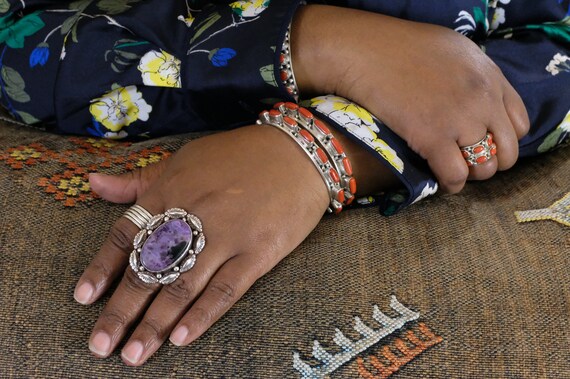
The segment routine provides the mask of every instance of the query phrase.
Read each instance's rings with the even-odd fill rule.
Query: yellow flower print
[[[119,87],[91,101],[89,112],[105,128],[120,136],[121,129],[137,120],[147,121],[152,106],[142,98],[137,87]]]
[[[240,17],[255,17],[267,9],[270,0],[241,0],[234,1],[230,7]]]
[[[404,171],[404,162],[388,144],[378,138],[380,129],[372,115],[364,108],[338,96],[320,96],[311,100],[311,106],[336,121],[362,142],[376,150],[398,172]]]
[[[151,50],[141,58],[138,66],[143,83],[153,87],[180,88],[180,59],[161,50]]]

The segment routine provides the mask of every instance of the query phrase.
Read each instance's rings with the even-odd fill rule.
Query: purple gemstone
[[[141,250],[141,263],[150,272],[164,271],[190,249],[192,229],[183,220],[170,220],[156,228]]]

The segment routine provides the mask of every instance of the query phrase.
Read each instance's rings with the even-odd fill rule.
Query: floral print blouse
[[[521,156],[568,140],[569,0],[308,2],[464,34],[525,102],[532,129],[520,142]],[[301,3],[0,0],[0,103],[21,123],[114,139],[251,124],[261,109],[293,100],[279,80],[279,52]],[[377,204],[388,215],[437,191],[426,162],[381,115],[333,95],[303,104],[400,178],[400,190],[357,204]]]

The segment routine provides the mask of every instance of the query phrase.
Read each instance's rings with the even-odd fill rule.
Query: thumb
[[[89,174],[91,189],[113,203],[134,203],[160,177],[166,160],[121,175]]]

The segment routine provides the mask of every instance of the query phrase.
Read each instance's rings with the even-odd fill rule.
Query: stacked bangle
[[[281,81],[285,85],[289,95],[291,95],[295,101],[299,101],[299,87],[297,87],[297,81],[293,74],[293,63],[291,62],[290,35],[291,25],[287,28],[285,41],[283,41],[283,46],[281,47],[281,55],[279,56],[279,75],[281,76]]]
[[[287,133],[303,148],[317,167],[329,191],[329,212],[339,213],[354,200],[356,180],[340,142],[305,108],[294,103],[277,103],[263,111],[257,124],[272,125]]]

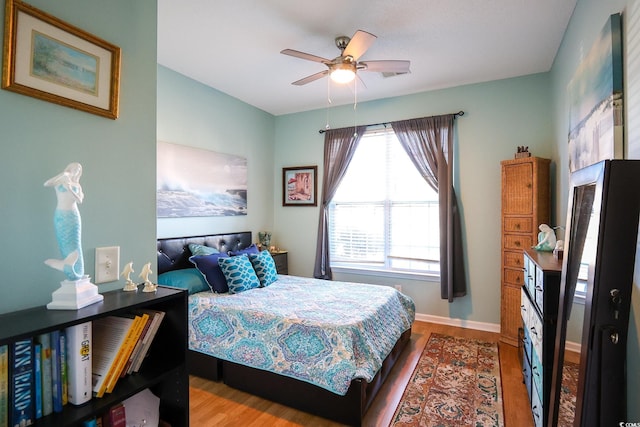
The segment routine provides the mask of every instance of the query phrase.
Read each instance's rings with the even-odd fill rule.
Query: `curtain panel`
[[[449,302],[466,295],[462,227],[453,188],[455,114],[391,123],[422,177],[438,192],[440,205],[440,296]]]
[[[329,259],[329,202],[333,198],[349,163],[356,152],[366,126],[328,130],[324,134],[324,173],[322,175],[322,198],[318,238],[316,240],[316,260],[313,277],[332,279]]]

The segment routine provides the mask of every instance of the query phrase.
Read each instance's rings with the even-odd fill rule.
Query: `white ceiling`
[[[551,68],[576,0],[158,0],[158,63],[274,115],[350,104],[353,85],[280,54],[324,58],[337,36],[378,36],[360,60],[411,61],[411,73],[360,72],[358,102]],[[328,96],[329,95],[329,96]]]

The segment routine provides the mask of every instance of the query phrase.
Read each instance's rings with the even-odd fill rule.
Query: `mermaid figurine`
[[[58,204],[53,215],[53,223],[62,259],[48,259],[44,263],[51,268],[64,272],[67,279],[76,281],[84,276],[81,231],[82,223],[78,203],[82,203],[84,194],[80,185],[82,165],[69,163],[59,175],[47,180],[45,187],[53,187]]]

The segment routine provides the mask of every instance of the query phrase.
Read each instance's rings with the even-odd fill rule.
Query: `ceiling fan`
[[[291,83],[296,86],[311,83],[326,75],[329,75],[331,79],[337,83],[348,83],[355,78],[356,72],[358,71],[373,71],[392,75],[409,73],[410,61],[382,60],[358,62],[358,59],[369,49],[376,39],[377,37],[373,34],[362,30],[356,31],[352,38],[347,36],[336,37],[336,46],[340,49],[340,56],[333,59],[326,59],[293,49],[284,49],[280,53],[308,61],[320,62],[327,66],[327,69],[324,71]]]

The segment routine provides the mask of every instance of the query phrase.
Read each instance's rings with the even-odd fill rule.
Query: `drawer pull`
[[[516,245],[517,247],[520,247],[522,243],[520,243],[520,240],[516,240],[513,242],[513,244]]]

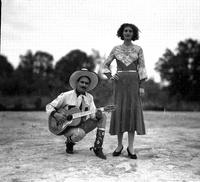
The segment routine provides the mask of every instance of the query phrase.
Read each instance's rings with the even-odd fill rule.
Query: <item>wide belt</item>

════

#### TASK ITEM:
Word for word, restate all of the data, but do not copy the pictures.

#### WORKED SOLUTION:
The segment routine provides the mask of every instance of the query phrase.
Read each instance's rings with the even-odd fill rule.
Query: yellow flower print
[[[119,87],[91,101],[89,112],[105,128],[120,136],[121,129],[137,120],[147,121],[152,106],[142,98],[137,87]]]
[[[240,17],[255,17],[267,9],[270,0],[241,0],[234,1],[230,7]]]
[[[404,171],[404,162],[388,144],[378,138],[380,129],[372,115],[364,108],[338,96],[320,96],[311,100],[311,106],[336,121],[362,142],[376,150],[398,172]]]
[[[151,50],[141,58],[138,66],[143,83],[153,87],[180,88],[180,59],[161,50]]]

The segment routine provides the mask of every instance of the query phrase.
Read each instance's rings with the even-odd fill rule.
Query: purple gemstone
[[[141,250],[141,263],[150,272],[164,271],[190,249],[192,229],[183,220],[170,220],[156,228]]]

The segment routine provides the mask of every instance of the query phrase.
Read each instance's rings with the even-odd fill rule.
Query: floral print blouse
[[[521,156],[568,140],[569,0],[308,2],[464,34],[525,102],[532,129],[520,142]],[[301,3],[0,0],[0,103],[21,123],[114,139],[251,124],[261,109],[293,100],[279,80],[279,52]],[[377,204],[388,215],[437,191],[426,162],[381,115],[333,95],[303,104],[400,178],[400,190],[357,204]]]

The segment routine provides the mask of every instance of the query phrase.
Read each instance's rings with the even-odd fill rule.
Query: thumb
[[[89,174],[91,189],[113,203],[134,203],[160,177],[166,160],[121,175]]]

The segment routine provides the mask of every instance of the query phrase.
Read each instance's rings with the even-odd fill rule.
Query: stacked bangle
[[[281,81],[285,85],[289,95],[291,95],[295,101],[299,101],[299,87],[297,87],[297,81],[293,74],[293,63],[291,62],[290,35],[291,25],[287,28],[285,41],[283,41],[283,46],[281,47],[281,55],[279,56],[279,75],[281,76]]]
[[[287,133],[303,148],[317,167],[329,191],[329,212],[339,213],[354,200],[356,180],[340,142],[305,108],[294,103],[277,103],[263,111],[257,124],[272,125]]]

The segment routine provides the mask of every instance of the query phrase.
Read each instance's rings with the even-odd fill rule.
Query: `curtain panel`
[[[449,302],[466,295],[462,227],[453,188],[455,114],[391,123],[422,177],[438,192],[440,205],[440,296]]]
[[[329,259],[329,202],[333,198],[349,163],[356,152],[366,126],[328,130],[324,134],[324,173],[322,175],[322,198],[318,238],[316,240],[316,260],[313,277],[332,279]]]

The segment routine provides the mask of every instance of the query phrase.
Read each instance's rings with the even-odd fill rule.
Query: `white ceiling`
[[[551,68],[576,0],[158,0],[158,63],[274,115],[350,104],[353,85],[280,54],[324,58],[337,36],[378,36],[360,60],[411,61],[411,73],[360,72],[358,102]],[[328,96],[329,95],[329,96]]]

The segment routine provides the mask of every instance of the query phrase.
Read each instance's rings with the even-odd fill rule.
Query: `mermaid figurine`
[[[58,204],[53,215],[53,223],[62,259],[48,259],[44,263],[51,268],[64,272],[67,279],[76,281],[84,276],[81,231],[82,223],[78,203],[82,203],[84,194],[80,185],[82,165],[69,163],[59,175],[47,180],[45,187],[53,187]]]

The segment routine provides the mask of every instance of the query phrase.
Read each instance's rings with the even-odd fill rule.
Query: `ceiling fan`
[[[291,83],[296,86],[311,83],[326,75],[329,75],[331,79],[337,83],[348,83],[355,78],[356,72],[358,71],[373,71],[392,75],[409,73],[410,61],[382,60],[358,62],[358,59],[369,49],[376,39],[377,37],[373,34],[362,30],[356,31],[352,38],[347,36],[336,37],[336,46],[340,49],[340,56],[333,59],[326,59],[293,49],[284,49],[280,53],[308,61],[320,62],[327,66],[327,69],[324,71]]]

The segment routine provides the mask of every instance of the query phrase.
Read each instance's rings with the even-odd fill rule.
Query: `drawer pull`
[[[516,245],[517,247],[520,247],[522,243],[520,243],[520,240],[516,240],[513,242],[513,244]]]

The segment routine provides the mask of every instance of the query phrase.
Read each instance's rings with the even-odd fill rule.
Query: <item>wide belt</item>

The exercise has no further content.